(Records for processing):
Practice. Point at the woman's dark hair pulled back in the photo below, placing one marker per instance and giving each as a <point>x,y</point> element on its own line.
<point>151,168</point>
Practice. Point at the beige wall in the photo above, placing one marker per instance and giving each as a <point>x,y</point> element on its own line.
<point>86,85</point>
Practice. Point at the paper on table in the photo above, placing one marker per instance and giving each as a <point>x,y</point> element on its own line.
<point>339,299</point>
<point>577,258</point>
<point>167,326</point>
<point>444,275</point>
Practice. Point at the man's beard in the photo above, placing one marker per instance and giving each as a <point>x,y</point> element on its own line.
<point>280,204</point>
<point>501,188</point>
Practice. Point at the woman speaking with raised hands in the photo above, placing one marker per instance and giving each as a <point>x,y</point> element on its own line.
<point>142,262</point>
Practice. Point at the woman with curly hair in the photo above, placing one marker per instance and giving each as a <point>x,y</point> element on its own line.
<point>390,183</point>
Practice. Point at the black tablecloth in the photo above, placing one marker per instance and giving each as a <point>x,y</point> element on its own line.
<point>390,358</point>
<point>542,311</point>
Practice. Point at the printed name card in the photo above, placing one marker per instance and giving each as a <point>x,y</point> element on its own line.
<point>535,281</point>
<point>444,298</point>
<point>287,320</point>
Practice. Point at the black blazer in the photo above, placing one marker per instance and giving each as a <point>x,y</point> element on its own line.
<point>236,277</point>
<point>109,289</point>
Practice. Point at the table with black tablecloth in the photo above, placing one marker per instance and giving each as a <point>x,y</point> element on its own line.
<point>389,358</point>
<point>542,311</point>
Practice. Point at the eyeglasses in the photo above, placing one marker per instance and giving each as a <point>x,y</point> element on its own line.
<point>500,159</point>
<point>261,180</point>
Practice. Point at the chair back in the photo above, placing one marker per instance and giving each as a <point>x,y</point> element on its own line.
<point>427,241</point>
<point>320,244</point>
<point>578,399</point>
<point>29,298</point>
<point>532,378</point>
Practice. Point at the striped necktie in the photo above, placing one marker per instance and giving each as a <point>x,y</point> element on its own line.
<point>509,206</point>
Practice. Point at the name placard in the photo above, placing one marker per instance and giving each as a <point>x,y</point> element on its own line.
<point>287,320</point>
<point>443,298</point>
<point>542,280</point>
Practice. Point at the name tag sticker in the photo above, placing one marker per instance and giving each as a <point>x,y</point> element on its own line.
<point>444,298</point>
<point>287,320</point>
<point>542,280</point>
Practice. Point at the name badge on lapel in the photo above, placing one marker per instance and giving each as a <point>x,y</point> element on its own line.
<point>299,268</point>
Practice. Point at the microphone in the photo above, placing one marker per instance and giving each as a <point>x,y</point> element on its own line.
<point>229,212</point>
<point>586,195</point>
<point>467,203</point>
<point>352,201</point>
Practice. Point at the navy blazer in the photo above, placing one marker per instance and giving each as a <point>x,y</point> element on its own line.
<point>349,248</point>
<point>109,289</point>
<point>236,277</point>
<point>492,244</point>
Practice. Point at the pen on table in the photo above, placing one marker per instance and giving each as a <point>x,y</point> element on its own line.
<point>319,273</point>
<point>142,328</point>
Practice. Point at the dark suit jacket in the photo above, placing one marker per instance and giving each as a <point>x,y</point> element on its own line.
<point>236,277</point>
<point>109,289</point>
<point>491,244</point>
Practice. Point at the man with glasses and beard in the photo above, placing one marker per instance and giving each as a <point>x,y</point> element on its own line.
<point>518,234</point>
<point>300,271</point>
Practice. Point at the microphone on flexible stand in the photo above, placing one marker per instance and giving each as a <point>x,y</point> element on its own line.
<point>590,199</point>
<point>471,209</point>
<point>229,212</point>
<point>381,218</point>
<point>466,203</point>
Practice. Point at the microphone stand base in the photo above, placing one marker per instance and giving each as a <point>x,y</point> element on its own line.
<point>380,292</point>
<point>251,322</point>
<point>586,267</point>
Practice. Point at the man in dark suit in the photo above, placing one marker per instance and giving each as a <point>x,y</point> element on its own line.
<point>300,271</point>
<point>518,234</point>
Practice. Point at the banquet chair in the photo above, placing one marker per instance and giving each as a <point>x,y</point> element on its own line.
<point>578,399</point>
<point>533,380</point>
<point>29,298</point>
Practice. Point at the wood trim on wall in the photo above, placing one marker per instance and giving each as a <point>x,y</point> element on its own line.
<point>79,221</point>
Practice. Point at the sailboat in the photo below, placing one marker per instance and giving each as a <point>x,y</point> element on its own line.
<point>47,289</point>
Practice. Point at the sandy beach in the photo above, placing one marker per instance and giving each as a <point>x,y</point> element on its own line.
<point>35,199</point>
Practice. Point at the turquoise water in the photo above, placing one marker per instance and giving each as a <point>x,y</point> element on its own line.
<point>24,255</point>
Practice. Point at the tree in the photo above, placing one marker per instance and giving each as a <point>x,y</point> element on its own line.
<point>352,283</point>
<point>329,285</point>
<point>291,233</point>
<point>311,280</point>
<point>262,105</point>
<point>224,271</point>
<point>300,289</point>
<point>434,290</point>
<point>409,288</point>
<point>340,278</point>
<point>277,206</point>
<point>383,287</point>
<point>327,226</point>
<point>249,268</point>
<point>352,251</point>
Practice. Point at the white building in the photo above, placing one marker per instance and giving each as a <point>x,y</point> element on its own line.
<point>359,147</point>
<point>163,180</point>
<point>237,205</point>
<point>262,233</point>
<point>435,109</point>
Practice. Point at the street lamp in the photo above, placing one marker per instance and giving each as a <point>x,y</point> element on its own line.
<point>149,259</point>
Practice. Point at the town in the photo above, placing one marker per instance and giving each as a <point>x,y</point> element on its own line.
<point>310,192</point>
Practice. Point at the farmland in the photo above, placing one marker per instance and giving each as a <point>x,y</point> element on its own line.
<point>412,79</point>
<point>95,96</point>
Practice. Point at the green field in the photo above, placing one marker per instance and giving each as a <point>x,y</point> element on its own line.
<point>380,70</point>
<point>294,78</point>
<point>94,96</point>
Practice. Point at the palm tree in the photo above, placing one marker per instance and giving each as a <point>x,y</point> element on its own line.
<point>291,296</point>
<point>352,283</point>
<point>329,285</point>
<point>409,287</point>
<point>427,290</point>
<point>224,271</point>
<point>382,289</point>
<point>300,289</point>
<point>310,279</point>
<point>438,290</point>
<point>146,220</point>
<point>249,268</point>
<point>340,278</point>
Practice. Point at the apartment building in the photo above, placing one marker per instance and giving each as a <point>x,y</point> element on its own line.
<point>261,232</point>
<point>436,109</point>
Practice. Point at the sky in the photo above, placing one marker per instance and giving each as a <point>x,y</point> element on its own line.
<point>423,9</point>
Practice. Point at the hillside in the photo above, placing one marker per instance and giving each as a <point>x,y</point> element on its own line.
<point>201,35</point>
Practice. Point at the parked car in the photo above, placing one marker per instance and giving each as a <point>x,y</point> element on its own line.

(Problem details): Reproduce everything in the listing from the line containing "Practice. Point at the microphone stand" down to the line containing "<point>435,109</point>", requests included. Multiply each x and y coordinate in the answer points by 0.55 and round to whole numbers, with halves going up.

(Answer for the task):
Practice. Point at the microphone stand base in the photo above, placing one marker per instance and giving each as a <point>x,y</point> element on its own line.
<point>209,161</point>
<point>138,177</point>
<point>322,147</point>
Practice. Point at the man in dark suit in the photo above, placing one marker per instance and giving each as a <point>x,y</point> element on its own line.
<point>165,149</point>
<point>285,129</point>
Practice. Point at the banquet chair in the photo above, placing one marker per instance and giving each as a <point>x,y</point> element on its own line.
<point>318,219</point>
<point>293,209</point>
<point>16,164</point>
Practice. Point at the wood trim on wall in the photo above, placing one marker per instance and giving each as a <point>x,y</point> element on its own line.
<point>43,122</point>
Practice. Point at the sailboat in the photo below, placing one marker per instance and giving each as a <point>x,y</point> element on its own line.
<point>26,159</point>
Practice. Point at the sandy beach in the photo above, placing one marker per instance and giving each as a <point>x,y</point> element on its own line.
<point>19,109</point>
Practice. Point at the turquoise water in the photo above, placing one marker per instance and giving each as a <point>x,y</point> element on its own line.
<point>13,140</point>
Practice. Point at the tree in the photo above, placing one marker per instance and giving each as a <point>x,y</point> element on its own line.
<point>194,156</point>
<point>181,157</point>
<point>160,128</point>
<point>171,154</point>
<point>144,58</point>
<point>123,149</point>
<point>165,159</point>
<point>239,160</point>
<point>225,158</point>
<point>187,153</point>
<point>152,113</point>
<point>211,158</point>
<point>180,124</point>
<point>137,147</point>
<point>194,138</point>
Practice. Point at the white building in the photo above, placing one marker per instance and giving each as a <point>x,y</point> element on its own line.
<point>197,81</point>
<point>90,99</point>
<point>130,113</point>
<point>144,128</point>
<point>239,60</point>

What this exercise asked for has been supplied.